Exercise objective —
Please rewrite the records starting at the line containing "Tag every olive oil bottle." and ending at the end of the records, changing "detection" to "box" and keeping everything else unchanged.

Data supplied —
********
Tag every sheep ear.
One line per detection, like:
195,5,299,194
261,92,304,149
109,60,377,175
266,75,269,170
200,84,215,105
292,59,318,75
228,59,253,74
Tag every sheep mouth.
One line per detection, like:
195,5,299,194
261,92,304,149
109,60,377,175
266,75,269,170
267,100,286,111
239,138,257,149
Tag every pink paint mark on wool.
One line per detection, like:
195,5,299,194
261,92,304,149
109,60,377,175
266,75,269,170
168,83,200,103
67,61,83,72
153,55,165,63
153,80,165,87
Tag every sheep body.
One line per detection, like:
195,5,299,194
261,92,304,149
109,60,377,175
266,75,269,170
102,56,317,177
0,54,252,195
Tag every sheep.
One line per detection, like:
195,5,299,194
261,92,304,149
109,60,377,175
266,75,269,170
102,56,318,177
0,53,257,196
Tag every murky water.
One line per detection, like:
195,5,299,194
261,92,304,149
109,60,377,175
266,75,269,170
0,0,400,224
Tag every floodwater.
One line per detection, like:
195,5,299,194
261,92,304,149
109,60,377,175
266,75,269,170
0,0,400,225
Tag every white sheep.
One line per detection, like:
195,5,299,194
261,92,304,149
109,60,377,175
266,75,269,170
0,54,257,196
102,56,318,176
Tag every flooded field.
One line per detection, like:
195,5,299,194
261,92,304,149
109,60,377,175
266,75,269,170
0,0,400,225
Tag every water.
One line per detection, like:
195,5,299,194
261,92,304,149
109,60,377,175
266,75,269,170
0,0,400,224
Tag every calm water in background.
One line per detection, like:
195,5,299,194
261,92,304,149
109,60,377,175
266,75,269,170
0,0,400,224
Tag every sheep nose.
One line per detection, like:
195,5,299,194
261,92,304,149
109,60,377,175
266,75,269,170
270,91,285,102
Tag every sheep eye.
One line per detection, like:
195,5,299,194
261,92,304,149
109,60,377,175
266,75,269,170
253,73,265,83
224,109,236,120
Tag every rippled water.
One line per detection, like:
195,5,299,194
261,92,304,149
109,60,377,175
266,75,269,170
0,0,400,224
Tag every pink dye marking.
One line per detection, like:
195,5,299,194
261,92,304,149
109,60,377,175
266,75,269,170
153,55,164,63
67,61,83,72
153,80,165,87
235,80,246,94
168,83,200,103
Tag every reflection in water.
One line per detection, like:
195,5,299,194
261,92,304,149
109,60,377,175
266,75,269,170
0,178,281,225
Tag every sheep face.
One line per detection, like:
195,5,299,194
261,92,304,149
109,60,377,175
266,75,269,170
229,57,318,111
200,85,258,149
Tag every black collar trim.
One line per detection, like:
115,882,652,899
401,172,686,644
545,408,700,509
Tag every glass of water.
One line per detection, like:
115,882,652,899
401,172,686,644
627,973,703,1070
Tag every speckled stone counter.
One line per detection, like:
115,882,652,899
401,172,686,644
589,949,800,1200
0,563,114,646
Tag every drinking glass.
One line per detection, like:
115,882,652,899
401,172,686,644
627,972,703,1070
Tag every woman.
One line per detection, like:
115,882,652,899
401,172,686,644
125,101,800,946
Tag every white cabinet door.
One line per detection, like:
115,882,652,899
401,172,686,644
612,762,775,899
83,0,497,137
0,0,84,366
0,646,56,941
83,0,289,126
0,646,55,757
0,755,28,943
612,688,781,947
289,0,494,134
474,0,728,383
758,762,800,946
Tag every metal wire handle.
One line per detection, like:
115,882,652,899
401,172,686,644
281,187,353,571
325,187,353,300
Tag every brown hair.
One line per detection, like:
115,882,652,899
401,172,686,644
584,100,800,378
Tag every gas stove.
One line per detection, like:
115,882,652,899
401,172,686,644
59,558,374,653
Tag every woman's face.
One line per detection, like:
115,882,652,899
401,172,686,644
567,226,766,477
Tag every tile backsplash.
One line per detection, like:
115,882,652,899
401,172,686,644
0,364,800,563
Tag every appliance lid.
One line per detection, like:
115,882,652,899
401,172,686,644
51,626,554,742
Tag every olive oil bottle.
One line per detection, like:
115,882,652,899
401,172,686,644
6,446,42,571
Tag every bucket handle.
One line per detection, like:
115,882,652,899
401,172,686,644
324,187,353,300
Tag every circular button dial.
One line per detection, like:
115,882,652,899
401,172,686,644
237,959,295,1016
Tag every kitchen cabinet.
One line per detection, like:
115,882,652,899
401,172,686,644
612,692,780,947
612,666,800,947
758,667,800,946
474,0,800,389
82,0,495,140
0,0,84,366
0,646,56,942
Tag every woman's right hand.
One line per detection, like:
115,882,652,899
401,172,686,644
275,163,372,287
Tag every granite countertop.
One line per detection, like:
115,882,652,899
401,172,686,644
********
Complete response —
Tag every olive oil bottle.
One line per box, like:
115,882,652,899
401,172,686,644
6,446,42,571
Tag every bucket handle.
One line per box, like:
115,882,652,899
401,172,686,644
324,187,353,300
Tag every circular button dial.
One line per box, like:
115,882,652,899
401,172,686,644
237,959,295,1016
Tag every kitchen cabinet.
One line per box, like:
115,882,652,899
401,172,686,644
612,692,780,947
612,666,800,947
758,667,800,946
474,0,800,389
82,0,495,140
0,0,84,366
0,646,56,942
Tag every woman's right hand.
One line per box, like:
115,882,652,899
401,172,686,644
275,163,372,287
Tag every granite countertop.
One line per box, like:
115,882,652,899
401,172,686,644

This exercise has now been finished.